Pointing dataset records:
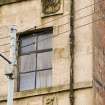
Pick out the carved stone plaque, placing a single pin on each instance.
(50, 6)
(50, 100)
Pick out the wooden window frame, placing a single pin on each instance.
(27, 34)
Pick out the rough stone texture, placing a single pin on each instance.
(4, 2)
(99, 53)
(20, 15)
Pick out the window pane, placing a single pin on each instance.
(26, 44)
(27, 81)
(27, 63)
(44, 41)
(44, 78)
(44, 60)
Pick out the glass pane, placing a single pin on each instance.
(44, 41)
(27, 81)
(26, 44)
(44, 60)
(27, 63)
(44, 79)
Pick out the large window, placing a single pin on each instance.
(35, 60)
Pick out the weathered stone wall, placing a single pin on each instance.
(20, 15)
(4, 2)
(99, 53)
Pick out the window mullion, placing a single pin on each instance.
(36, 58)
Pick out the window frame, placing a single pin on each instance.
(27, 34)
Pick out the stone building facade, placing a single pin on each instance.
(32, 17)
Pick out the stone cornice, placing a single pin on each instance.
(50, 90)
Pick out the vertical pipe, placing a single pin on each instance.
(12, 66)
(72, 45)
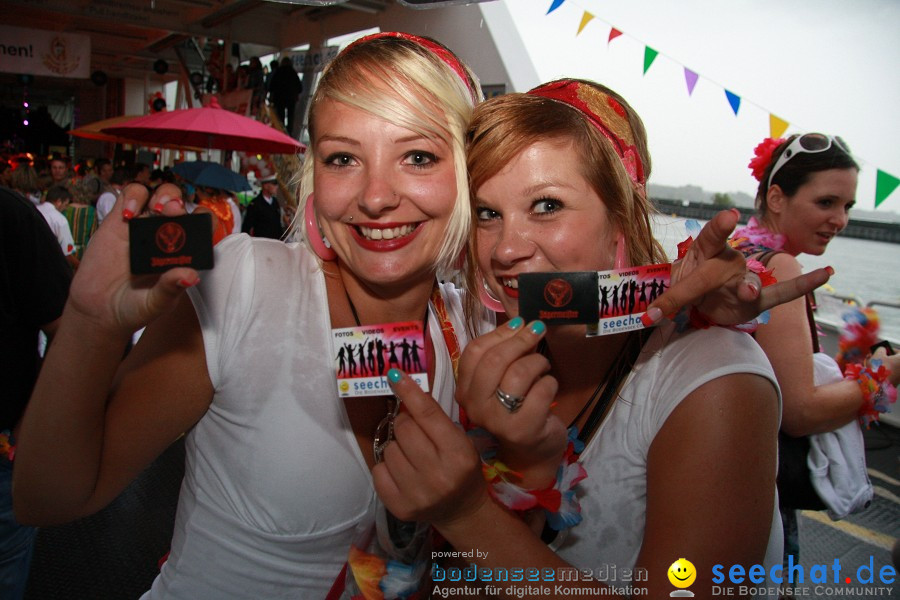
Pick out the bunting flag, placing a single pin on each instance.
(585, 19)
(734, 100)
(649, 56)
(691, 79)
(556, 4)
(777, 126)
(885, 184)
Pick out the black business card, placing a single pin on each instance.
(162, 243)
(559, 298)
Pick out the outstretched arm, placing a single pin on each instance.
(714, 277)
(92, 425)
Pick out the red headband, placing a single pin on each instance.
(443, 53)
(604, 112)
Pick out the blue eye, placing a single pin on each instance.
(546, 206)
(339, 159)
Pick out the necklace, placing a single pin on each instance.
(384, 431)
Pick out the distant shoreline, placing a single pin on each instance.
(858, 228)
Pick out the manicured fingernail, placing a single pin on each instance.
(651, 317)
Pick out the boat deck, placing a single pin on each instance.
(114, 554)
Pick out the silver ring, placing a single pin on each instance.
(509, 402)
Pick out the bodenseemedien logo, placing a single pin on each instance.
(682, 574)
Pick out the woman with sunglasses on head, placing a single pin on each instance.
(675, 429)
(807, 186)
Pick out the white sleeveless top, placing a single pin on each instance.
(275, 485)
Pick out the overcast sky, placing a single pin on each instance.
(822, 65)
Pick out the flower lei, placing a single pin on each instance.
(762, 156)
(859, 333)
(687, 318)
(558, 501)
(754, 238)
(7, 445)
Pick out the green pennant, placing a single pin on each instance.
(885, 183)
(649, 57)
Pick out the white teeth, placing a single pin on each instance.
(390, 233)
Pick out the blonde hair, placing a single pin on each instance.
(401, 81)
(503, 127)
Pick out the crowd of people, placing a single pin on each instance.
(422, 204)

--- Task to carry out ---
Repeat the data exactly in full, omitting its pictures.

--- Task solution ---
Pick out the carved stone plaque, placing a single pin on each instance.
(50, 6)
(50, 100)
Pick out the wooden window frame, placing a single pin on each instance.
(27, 34)
Pick out the rough stone texture, placing a single pin on each instance.
(4, 2)
(99, 53)
(20, 15)
Pick out the window pane, placing a single pin on each instance.
(26, 44)
(27, 81)
(27, 63)
(44, 41)
(44, 78)
(44, 60)
Pick out the glass pane, placing a single pin on each instance.
(44, 41)
(27, 81)
(26, 44)
(44, 60)
(27, 63)
(44, 79)
Pick out the large window, placing a single pin on each instance.
(35, 60)
Pick out the weathered stone wall, placing a single pin on each instance.
(20, 15)
(4, 2)
(99, 53)
Pick out the window mullion, placing a single pin on each instance.
(36, 58)
Pick out the window frame, placing a single pin on each instance.
(27, 34)
Pick out the stone building facade, placing a single pin on each instance.
(32, 17)
Pick out the stone cornice, placing a single pin on each instance.
(50, 90)
Pick out the vertical pipe, placing a single pin on each instance.
(12, 66)
(72, 45)
Pick out the bunting flag, placing a single pin on each instance.
(585, 19)
(734, 100)
(649, 56)
(691, 79)
(556, 4)
(777, 126)
(885, 184)
Pick out the black business card, placing a single pin on each instance.
(162, 243)
(559, 298)
Pick out the outstretched arm, placing a single pin on each instance.
(714, 277)
(92, 425)
Pick out the red headband, placing a single pin on each instance.
(443, 53)
(604, 112)
Pick out the blue eye, placing a single pin on each instance.
(546, 206)
(339, 159)
Pick out the necklace, placing a single pin on each instance.
(384, 431)
Pick out the distant shoreline, placing a single pin on each instance.
(858, 228)
Pick out the manicured fingernail, placing a single pin on each instance.
(651, 317)
Pick out the boat deck, placing a single pin on each instance.
(114, 554)
Pick out the silver ring, placing a single pin on each instance.
(509, 402)
Pick out the bodenseemedien logo, placing a single pin on each instance.
(682, 574)
Pick out the woman with sunglasses on head, placing a single pin on each instance.
(675, 429)
(807, 186)
Pick out the white sleeveless top, placing a single pin on each instance.
(275, 485)
Pick out the overcast sky, placing a single pin on each instance.
(822, 65)
Pick out the flower lei, placing a single pin on each instance.
(762, 156)
(859, 333)
(687, 318)
(558, 501)
(754, 238)
(7, 445)
Pick out the green pennant, placing a single pin on each instance.
(885, 183)
(649, 57)
Pick out the white teeth, placing a single pin on each instance.
(390, 233)
Pick out the blonde hair, placing a single pin on each instance.
(401, 81)
(503, 127)
Pick out the crowd of people, placing a single pin on each instance.
(422, 204)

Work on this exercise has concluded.